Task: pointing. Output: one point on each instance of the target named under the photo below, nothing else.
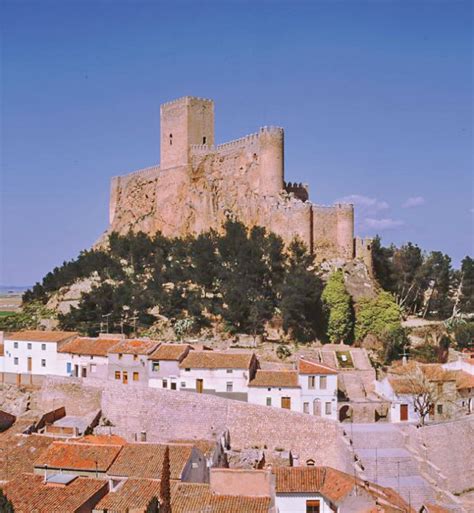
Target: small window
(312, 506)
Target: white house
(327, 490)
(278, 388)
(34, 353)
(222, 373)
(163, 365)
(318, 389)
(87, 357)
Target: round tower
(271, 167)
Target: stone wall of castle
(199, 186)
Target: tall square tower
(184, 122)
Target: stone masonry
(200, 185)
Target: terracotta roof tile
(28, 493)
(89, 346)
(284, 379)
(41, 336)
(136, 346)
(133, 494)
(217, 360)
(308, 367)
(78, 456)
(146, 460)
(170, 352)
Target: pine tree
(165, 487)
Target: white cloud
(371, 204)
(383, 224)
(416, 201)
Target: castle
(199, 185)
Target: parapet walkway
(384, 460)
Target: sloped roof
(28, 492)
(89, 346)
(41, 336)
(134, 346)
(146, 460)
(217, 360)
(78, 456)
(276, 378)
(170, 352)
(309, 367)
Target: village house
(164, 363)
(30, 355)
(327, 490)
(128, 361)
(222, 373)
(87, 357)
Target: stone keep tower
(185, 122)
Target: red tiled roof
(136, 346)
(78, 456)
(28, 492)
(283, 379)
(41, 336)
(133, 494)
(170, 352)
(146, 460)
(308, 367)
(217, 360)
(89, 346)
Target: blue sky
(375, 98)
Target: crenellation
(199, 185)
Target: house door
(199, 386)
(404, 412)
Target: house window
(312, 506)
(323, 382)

━━━

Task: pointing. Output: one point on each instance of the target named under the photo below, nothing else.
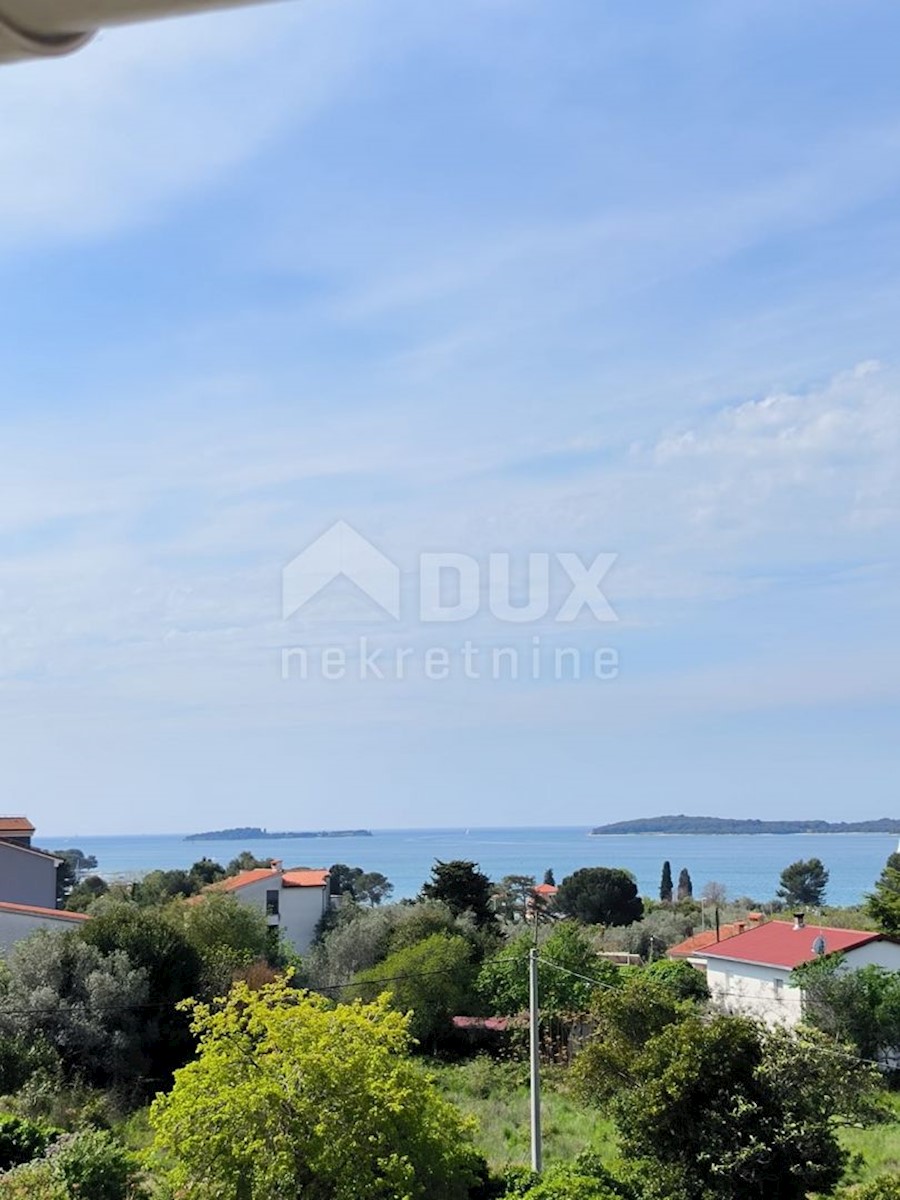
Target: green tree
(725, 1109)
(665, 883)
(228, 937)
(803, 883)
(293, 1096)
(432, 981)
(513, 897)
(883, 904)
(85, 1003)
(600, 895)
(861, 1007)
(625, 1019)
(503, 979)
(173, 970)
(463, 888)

━━━

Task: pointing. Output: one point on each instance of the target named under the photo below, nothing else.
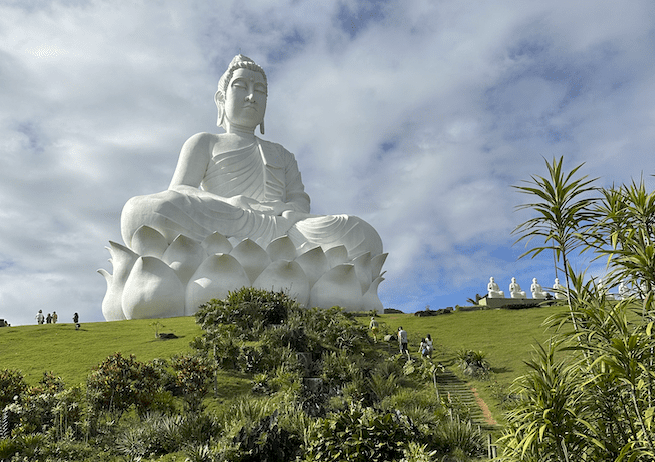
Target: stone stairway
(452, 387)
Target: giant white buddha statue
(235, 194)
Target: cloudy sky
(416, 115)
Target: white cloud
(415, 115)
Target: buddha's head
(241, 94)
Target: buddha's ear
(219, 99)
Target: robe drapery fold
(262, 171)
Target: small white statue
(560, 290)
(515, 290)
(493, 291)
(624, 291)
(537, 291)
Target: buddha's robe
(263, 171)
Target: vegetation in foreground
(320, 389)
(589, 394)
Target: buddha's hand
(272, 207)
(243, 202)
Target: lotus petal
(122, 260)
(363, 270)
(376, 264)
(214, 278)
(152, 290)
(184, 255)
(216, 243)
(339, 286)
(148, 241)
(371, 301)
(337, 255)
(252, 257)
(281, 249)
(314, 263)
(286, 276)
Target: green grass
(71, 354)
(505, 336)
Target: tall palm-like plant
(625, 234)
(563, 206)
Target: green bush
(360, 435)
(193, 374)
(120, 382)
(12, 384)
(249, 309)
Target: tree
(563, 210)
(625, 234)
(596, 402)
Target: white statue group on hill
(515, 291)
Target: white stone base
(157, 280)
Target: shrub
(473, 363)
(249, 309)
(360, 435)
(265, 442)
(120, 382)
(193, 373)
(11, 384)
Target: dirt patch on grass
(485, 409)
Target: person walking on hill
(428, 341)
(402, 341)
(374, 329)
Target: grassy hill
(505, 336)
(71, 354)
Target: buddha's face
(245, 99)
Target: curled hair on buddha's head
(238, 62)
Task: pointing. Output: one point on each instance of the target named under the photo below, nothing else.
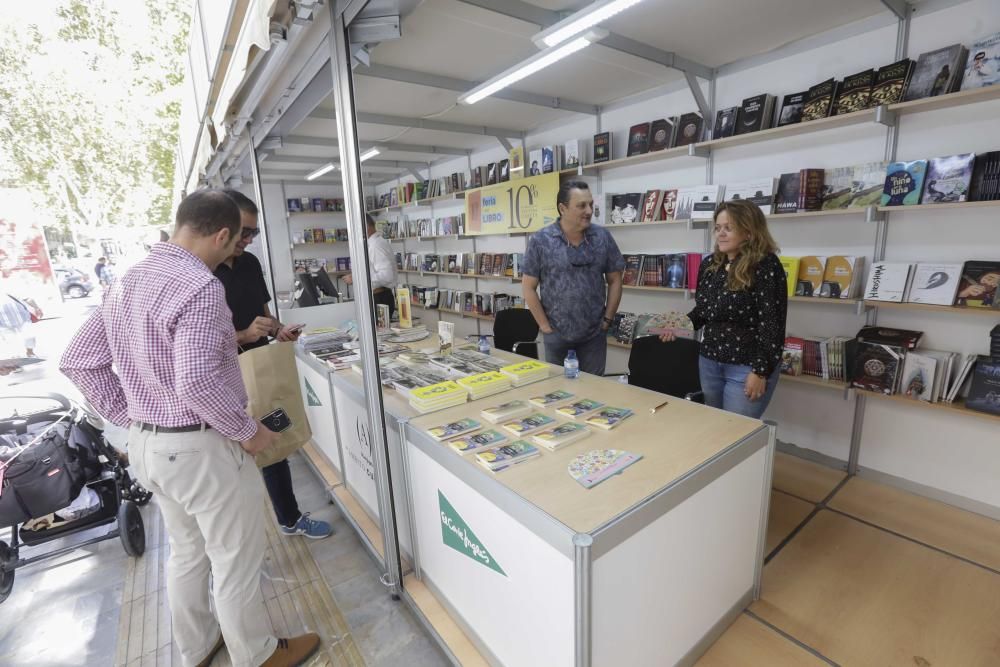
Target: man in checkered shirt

━━━

● **Work required**:
Could you transcribe exactly the entries above, but only the lines from the one with "Target: small white statue" through the one with "Target: man in checkered shirt", and without pictures?

● **Solved problem**:
Target: small white statue
(560, 290)
(515, 290)
(493, 291)
(624, 291)
(537, 291)
Target: buddha's robe
(263, 171)
Target: vegetation in foreground
(320, 389)
(589, 394)
Target: buddha's hand
(272, 207)
(243, 202)
Target: lotus petal
(122, 260)
(363, 270)
(376, 264)
(214, 278)
(152, 290)
(184, 255)
(216, 243)
(339, 286)
(148, 241)
(371, 301)
(337, 255)
(252, 257)
(281, 249)
(314, 263)
(286, 276)
Target: green grass
(71, 354)
(505, 336)
Target: tall palm-like plant
(625, 234)
(563, 206)
Target: green bush
(360, 435)
(193, 374)
(120, 382)
(12, 384)
(249, 309)
Target: tree
(563, 210)
(625, 234)
(596, 402)
Target: white statue group on hill
(515, 291)
Target: white stone base
(157, 280)
Target: shrub
(473, 363)
(249, 309)
(360, 435)
(265, 442)
(120, 382)
(193, 373)
(11, 384)
Target: dirt patch on grass
(485, 409)
Target: person walking on hill
(428, 341)
(402, 341)
(374, 329)
Target: grassy hill
(505, 336)
(71, 354)
Target: buddha's face
(245, 99)
Target: curled hair on buddha's head
(238, 62)
Task: pointing. Output: one point on each instance of the target named under the photo below, nothing else.
Target: man in checkered shirt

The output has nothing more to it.